## What is required
Everything from the line containing "Each point sits" to the close of the listing below should be retyped exactly, and nothing before it.

## Records for this task
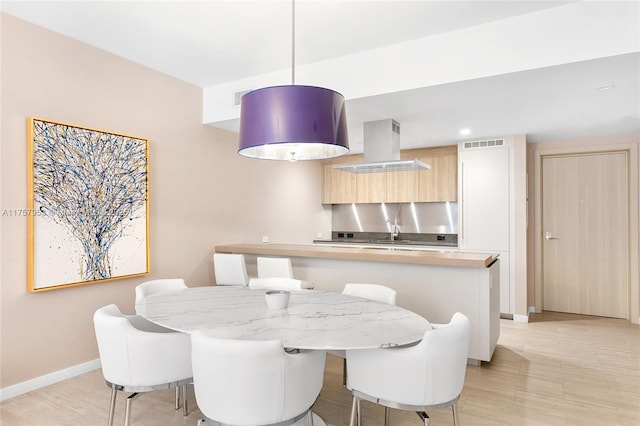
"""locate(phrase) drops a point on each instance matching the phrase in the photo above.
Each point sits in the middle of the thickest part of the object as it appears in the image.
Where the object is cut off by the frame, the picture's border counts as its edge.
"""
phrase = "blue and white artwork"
(89, 205)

## Response for this exercise
Each point sits in the middle of the thickest part of the object as it appears in the image.
Where the object is cut off by the frame, the picture's border counts as its edge.
"""
phrase = "blue and white artwork"
(89, 205)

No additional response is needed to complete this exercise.